BLOCCO DI TESTO ▸
+-------+
Un’Arca per i ragazzi della strada
A cura di Marco Fantoni
Una nuova collaborazione con l’Ordine dei Padri Somaschi,
che nella nostra diocesi sono sempre stati presenti.
Con loro abbiamo sostenuto un progetto per accogliere bambini e bambine della
strada a Kandy, nello Sri Lanka.
Un
sostegno per un obiettivo analogo lo abbiamo da poco
concesso, con un importo di USD 11’000, ad un’opera che è in corso dal 1997
nella città colombiana di Pasto, che accoglie ragazzi e ragazze di strada.
Si tratta del progetto “Arca di Noè” diretto da
Cesare Cattini, un laico impegnato da tempo
con i Padri Somaschi. In un’intervista ci racconta
la quotidianità del suo lavoro.
Quando nasce il progetto Arca di Noè?
+-------+
ESTRATTO DEL DATASET ▸

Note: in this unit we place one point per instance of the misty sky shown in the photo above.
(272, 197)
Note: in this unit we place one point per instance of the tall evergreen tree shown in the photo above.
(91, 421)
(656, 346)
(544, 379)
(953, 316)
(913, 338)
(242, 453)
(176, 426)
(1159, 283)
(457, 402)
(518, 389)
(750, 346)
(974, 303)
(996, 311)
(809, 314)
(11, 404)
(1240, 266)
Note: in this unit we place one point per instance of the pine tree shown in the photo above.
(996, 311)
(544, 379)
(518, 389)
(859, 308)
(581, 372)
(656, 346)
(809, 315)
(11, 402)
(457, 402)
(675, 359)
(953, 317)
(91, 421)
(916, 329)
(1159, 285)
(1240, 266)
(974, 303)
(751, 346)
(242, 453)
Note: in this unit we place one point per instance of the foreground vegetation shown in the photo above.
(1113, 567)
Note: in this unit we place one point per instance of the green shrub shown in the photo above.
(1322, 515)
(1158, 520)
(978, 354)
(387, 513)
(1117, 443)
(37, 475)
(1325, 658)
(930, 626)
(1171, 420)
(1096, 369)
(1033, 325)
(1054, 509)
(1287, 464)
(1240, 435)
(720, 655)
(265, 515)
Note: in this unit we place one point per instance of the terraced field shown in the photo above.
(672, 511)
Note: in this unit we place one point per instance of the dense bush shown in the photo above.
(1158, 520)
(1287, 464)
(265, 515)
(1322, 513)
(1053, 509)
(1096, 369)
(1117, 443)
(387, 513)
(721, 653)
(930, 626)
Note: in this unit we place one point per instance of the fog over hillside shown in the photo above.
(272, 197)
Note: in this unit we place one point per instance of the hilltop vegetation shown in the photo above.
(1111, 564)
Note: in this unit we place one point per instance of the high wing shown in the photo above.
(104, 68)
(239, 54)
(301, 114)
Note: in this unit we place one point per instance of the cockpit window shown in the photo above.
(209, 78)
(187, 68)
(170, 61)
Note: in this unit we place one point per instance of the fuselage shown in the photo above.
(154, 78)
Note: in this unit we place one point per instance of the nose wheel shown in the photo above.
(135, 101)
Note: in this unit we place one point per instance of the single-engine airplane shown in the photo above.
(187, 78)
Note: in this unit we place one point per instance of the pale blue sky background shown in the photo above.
+-------+
COMPITI RICHIESTI ▸
[A] Riassuma il blocco di testo in due frasi.
[B] Elenchi tutti i nomi di luoghi geografici che compaiono nel blocco di testo.
[C] Citi dal blocco di testo il passo che va da "Un’Arca per i" a "ragazze di strada.".
Le righe provengono da una fonte diversa.

RISPOSTE ▸
[A] Con l'Ordine dei Padri Somaschi è nata una nuova collaborazione, grazie alla quale è stato sostenuto un progetto per accogliere bambini e bambine della strada a Kandy, nello Sri Lanka. Un sostegno di USD 11'000 è stato poi concesso al progetto "Arca di Noè", in corso dal 1997 nella città colombiana di Pasto, che accoglie ragazzi e ragazze di strada ed è diretto da Cesare Cattini, un laico impegnato da tempo con i Padri Somaschi.

[B]
Kandy
Sri Lanka
Pasto

[C]
Un’Arca per i ragazzi della strada
A cura di Marco Fantoni
Una nuova collaborazione con l’Ordine dei Padri Somaschi,
che nella nostra diocesi sono sempre stati presenti.
Con loro abbiamo sostenuto un progetto per accogliere bambini e bambine della
strada a Kandy, nello Sri Lanka.
Un
sostegno per un obiettivo analogo lo abbiamo da poco
concesso, con un importo di USD 11’000, ad un’opera che è in corso dal 1997
nella città colombiana di Pasto, che accoglie ragazzi e ragazze di strada.